To do. Transcribe each entry below exactly. Pictures do not go in the copy.
----
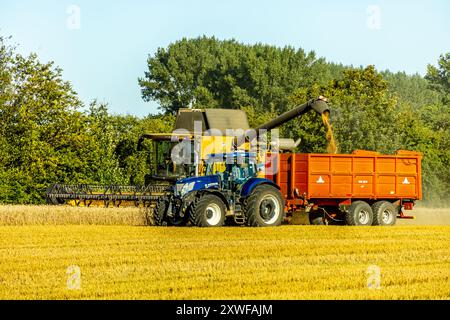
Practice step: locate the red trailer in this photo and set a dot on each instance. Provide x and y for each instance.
(362, 188)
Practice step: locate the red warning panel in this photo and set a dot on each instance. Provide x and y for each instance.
(363, 174)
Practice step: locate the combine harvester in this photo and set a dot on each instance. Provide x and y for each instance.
(229, 183)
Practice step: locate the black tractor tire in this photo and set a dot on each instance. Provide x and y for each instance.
(159, 212)
(384, 213)
(359, 214)
(207, 210)
(264, 207)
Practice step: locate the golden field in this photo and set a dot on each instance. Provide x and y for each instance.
(287, 262)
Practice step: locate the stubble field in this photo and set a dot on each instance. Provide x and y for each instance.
(62, 260)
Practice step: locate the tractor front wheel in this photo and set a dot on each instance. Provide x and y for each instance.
(207, 210)
(159, 212)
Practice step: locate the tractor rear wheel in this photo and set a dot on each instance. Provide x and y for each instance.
(207, 210)
(384, 213)
(359, 214)
(264, 207)
(316, 218)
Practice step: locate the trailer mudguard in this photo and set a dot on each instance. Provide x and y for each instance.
(252, 183)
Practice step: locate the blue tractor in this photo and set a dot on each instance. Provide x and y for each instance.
(229, 191)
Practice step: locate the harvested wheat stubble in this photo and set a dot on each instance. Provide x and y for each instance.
(288, 262)
(66, 215)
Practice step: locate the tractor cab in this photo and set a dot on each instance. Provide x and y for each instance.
(233, 169)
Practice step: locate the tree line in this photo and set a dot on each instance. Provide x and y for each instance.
(48, 135)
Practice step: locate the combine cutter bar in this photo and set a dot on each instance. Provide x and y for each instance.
(113, 195)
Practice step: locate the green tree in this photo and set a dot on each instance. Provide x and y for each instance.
(206, 72)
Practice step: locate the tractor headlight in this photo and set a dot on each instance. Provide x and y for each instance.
(185, 188)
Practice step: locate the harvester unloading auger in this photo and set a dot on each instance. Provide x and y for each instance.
(163, 172)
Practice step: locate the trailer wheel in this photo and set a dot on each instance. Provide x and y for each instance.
(384, 213)
(207, 211)
(159, 212)
(264, 207)
(359, 214)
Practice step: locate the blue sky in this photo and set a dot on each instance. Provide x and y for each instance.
(103, 50)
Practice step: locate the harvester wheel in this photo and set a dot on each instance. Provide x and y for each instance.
(359, 214)
(159, 212)
(384, 213)
(207, 211)
(264, 207)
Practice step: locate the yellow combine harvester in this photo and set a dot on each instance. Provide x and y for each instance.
(194, 129)
(197, 134)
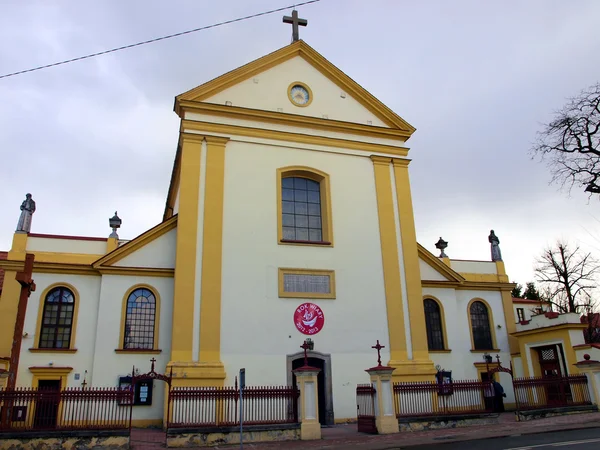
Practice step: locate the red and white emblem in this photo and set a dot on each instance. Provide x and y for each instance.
(309, 318)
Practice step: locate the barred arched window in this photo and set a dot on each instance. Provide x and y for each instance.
(139, 320)
(57, 320)
(433, 323)
(301, 209)
(480, 326)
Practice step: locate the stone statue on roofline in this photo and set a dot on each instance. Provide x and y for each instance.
(27, 210)
(495, 246)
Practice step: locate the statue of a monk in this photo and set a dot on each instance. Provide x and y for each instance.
(495, 246)
(27, 210)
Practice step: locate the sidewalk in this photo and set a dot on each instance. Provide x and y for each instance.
(342, 437)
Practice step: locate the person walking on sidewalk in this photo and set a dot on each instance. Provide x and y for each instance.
(498, 396)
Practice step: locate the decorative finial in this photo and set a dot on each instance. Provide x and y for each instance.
(441, 245)
(114, 222)
(495, 246)
(27, 210)
(295, 21)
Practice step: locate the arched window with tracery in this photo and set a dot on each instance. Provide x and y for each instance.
(301, 209)
(480, 326)
(433, 323)
(140, 316)
(57, 319)
(304, 206)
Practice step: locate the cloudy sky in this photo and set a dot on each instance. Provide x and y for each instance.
(477, 79)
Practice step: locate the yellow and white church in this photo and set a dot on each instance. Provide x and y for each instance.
(288, 216)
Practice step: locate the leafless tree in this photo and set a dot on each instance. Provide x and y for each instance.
(568, 276)
(570, 143)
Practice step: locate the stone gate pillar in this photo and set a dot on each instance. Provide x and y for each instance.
(385, 413)
(306, 378)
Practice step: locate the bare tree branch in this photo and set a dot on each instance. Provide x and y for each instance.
(570, 143)
(568, 277)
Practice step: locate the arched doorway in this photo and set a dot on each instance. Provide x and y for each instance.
(321, 361)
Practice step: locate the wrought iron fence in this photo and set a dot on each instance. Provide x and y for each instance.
(28, 409)
(416, 399)
(219, 406)
(550, 392)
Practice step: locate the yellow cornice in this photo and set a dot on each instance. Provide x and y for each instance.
(65, 258)
(82, 269)
(281, 118)
(562, 326)
(439, 266)
(173, 185)
(302, 49)
(137, 243)
(292, 137)
(137, 271)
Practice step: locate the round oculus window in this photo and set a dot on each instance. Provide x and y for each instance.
(300, 95)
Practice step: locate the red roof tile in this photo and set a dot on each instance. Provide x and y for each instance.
(3, 255)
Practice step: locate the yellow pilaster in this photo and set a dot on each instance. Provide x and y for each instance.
(9, 299)
(507, 306)
(389, 255)
(412, 271)
(185, 260)
(209, 353)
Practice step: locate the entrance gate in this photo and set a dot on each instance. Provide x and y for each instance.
(135, 391)
(365, 405)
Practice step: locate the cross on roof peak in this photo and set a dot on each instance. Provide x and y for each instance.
(295, 21)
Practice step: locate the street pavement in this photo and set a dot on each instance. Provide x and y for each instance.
(563, 431)
(586, 439)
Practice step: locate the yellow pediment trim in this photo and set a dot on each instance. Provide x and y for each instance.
(439, 266)
(310, 55)
(137, 243)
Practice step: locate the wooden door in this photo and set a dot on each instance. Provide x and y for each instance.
(46, 408)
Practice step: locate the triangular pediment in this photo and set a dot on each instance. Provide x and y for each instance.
(433, 269)
(153, 249)
(264, 84)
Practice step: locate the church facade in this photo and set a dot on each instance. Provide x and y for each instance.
(288, 217)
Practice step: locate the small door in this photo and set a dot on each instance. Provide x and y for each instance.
(46, 408)
(550, 368)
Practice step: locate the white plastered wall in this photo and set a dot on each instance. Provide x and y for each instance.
(269, 91)
(461, 360)
(88, 292)
(160, 253)
(257, 330)
(109, 365)
(80, 246)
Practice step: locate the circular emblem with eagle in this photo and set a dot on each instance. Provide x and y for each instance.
(309, 318)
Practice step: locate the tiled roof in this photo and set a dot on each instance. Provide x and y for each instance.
(3, 255)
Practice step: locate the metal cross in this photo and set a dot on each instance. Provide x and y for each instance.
(295, 21)
(378, 347)
(305, 346)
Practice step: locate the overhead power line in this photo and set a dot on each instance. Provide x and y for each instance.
(162, 38)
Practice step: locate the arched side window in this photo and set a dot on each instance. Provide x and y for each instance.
(434, 325)
(480, 326)
(303, 206)
(57, 319)
(140, 320)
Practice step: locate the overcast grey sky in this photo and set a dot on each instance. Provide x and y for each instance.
(475, 78)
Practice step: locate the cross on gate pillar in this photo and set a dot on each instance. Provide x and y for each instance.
----
Exercise result.
Practice step: locate the red trailer in this photo and set a dot on each instance. Provide x and y for each instance.
(362, 188)
Practice step: locate the red warning panel in this photo and set a dot on each instance. Provide x and y for each instance.
(363, 174)
Practice step: locate the combine harvester in this photo and set a dot on each instance. Provide x and y for each instance.
(229, 183)
Practice step: locate the black tractor tire in this photo and set a dot on each instance. Provide x and y for each instance.
(159, 212)
(384, 213)
(359, 214)
(207, 210)
(264, 207)
Practice step: locate the golden field in this photo and set a dot on each instance. Provide x and y for each instance.
(287, 262)
Practice step: locate the stubble field in this photo and set a dot on each instance. Provide x and y for each instance.
(62, 260)
Practice step: locate the tractor front wheel in this photo and set a dot on each instance. Provide x and y for each instance.
(207, 210)
(159, 212)
Practice step: locate the tractor rear wheel in this photo and set a dot on each instance. Provide x and y for each instance.
(207, 210)
(384, 213)
(359, 214)
(264, 207)
(316, 218)
Practice step: locate the trailer mudguard in this photo and set a dot on each instance. Provide x and y for each instance.
(252, 183)
Practice step: locate the blue tractor in this photo and set a dot on each instance. Provide x and y for each instance.
(229, 191)
Practice step: locate the harvested wheat stubble in this photo and set a dot on each instance. Provide x and y for each instance.
(288, 262)
(66, 215)
Practice step: locate the tractor cab in this photo and set a dot on each instance. Provide x and y for each instance.
(233, 169)
Practice step: locate the tree line in this photo and set a dot on each instance. Provide x and y for each instance.
(48, 135)
Practice step: locate the combine cutter bar in this photo and set a dot on each instance. Provide x and y for each instance.
(113, 195)
Practice step: locate the green tree in this photo and set a dot on each instance. Provide x and y for each instance.
(206, 72)
Practice step: locate the tractor headlight in this photo and set a dot on each instance. Provide x and y for each instance.
(185, 188)
Practice step: locate the harvester unloading auger in this photo and set a dot on each instance. Provide x and y for each instance.
(163, 172)
Practice step: locate the trailer wheel in this photo and set a dot on each instance. Provide x and y for each instance.
(384, 213)
(207, 211)
(159, 212)
(264, 207)
(359, 214)
Practice step: locate the blue sky in this photo and set a dot on each instance. Provide x and y for each instance.
(103, 50)
Practice step: locate the harvester wheel in this photo and set a dot on each instance. Provide x and y for each instance.
(359, 214)
(159, 212)
(384, 213)
(207, 211)
(264, 207)
Practice step: locate the yellow combine harvester in this photo and set a dot on each instance. Provide x and y for each instance.
(194, 129)
(197, 134)
Practice step: locate the red and white emblem in this photo and set a dot on each instance. Provide x and y for each instance.
(309, 318)
Practice step: locate the barred arched window in this photo and set a dot on each instance. Provide x and y for each instance.
(139, 320)
(57, 320)
(433, 323)
(301, 209)
(480, 326)
Practice step: locate the stone statue on roofline in this photo and set a dot on each instance. Provide x and y for each instance.
(27, 210)
(495, 246)
Practice step: locate the statue of a monk in this photo and set a dot on each instance. Provide x and y for each instance.
(495, 246)
(27, 210)
Practice step: locate the sidewalk in this photo and set a dot on each instance. Provide x and y for each instance.
(342, 437)
Practice step: locate the person walking on sidewalk in this photo and set a dot on each instance. Provide x and y for each instance.
(498, 396)
Practice step: locate the decorative finial in this photo and set a dot on each instance. Provide x and y for each instance.
(441, 245)
(114, 222)
(495, 246)
(27, 210)
(295, 21)
Practice step: locate the arched window with tracery in this photo and set a dot on each instance. Provide x and y for each instance.
(301, 209)
(480, 326)
(433, 323)
(140, 316)
(57, 319)
(304, 206)
Practice step: locate the cloudy sky in this photo and set a dot on each instance. Provide x and y for each instance.
(477, 79)
Practice step: locate the yellow and white church in this photo and set a dot on each instance. Provide x and y for each instance.
(288, 216)
Practice step: locate the leafless tree in this photo and set a dot on each instance. Provide x and y for each instance.
(568, 276)
(570, 143)
Practice step: locate the stone gate pillar in this photo and set a dot on each instance. Provide x and y for each instance.
(385, 413)
(306, 378)
Practice step: locate the bare tree branch in this photo and set a dot on each instance. Provide x and y for each instance.
(570, 143)
(568, 277)
Practice step: locate the arched doorway in this photo and set a dot on each instance. Provide x and y for each instance.
(321, 361)
Practice step: locate the wrought iron fence in this photo and set a dot on each instance. Provide x and y for each instance.
(28, 409)
(416, 399)
(219, 406)
(550, 392)
Practice step: locate the yellow cornice in this photo and set a dot on each instance. Provide x and y for each instance.
(65, 258)
(82, 269)
(281, 118)
(562, 326)
(439, 266)
(173, 185)
(302, 49)
(137, 243)
(292, 137)
(137, 271)
Practice step: locate the round oculus window in this photo and set a dot on each instance. Provide x and y for each instance.
(300, 95)
Practice step: locate the red roof tile in this photo and set a dot on each instance. Provide x and y for each instance.
(3, 255)
Practice step: locate the yellow pilaster in this photo and set a dot on each instance. Provide x and y for each instance.
(9, 299)
(507, 306)
(389, 255)
(412, 271)
(185, 260)
(209, 353)
Practice step: locate the entrance gate in this photo and set a dot on each instance. Provide x and y for each instance.
(135, 391)
(365, 405)
Practice step: locate the cross on roof peak in this photo and set a dot on each instance. Provide x and y for each instance.
(295, 21)
Practice step: locate the street pavement in this photo and set a dot on each instance. Provide x and y for each instance.
(563, 431)
(586, 439)
Practice step: locate the yellow pediment trim in this photo and set a dot on each instance. Provide x and y for each instance.
(439, 266)
(310, 55)
(137, 243)
Practice step: locate the wooden door in this photo and set a dot on each instance. Provide x and y for each instance.
(46, 408)
Practice step: locate the triangular pediment in this photo and set a dot on each instance. Provide x and y for each instance.
(433, 269)
(153, 249)
(264, 84)
Practice step: locate the church facade in this photo and set a dot on each instance. Provide x and y for each instance.
(288, 217)
Practice step: locate the small door in this photo and set a dot on each instance. Provide x and y for each instance.
(46, 408)
(550, 368)
Practice step: locate the white plastered wall in this photo and set a dot on each instance. Provide x and y for each instance.
(269, 91)
(461, 360)
(88, 292)
(160, 253)
(257, 330)
(109, 365)
(80, 246)
Practice step: locate the circular emblem with eagle in this photo and set a dot on each instance. Provide x and y for each instance.
(309, 318)
Practice step: locate the tiled roof in this photo and set a dot on each instance. Provide x and y for each instance.
(3, 255)
Practice step: locate the metal cross in this photo and set a dot on each instance. Provide x and y for each instance.
(295, 21)
(378, 347)
(305, 346)
Practice step: locate the overhead power line in this photo and set a dot on each instance. Provide x and y for each instance.
(162, 38)
Practice step: locate the arched side window in this photo and set a dot on each instance. Provide x and y for each instance.
(434, 325)
(480, 326)
(303, 206)
(57, 319)
(140, 320)
Practice step: locate the overcast grey sky in this photo and set a dot on each instance. Provide x and y for each instance.
(475, 78)
Practice step: locate the cross on gate pillar in this photo and set a dot on each instance. Provide x and y for each instance.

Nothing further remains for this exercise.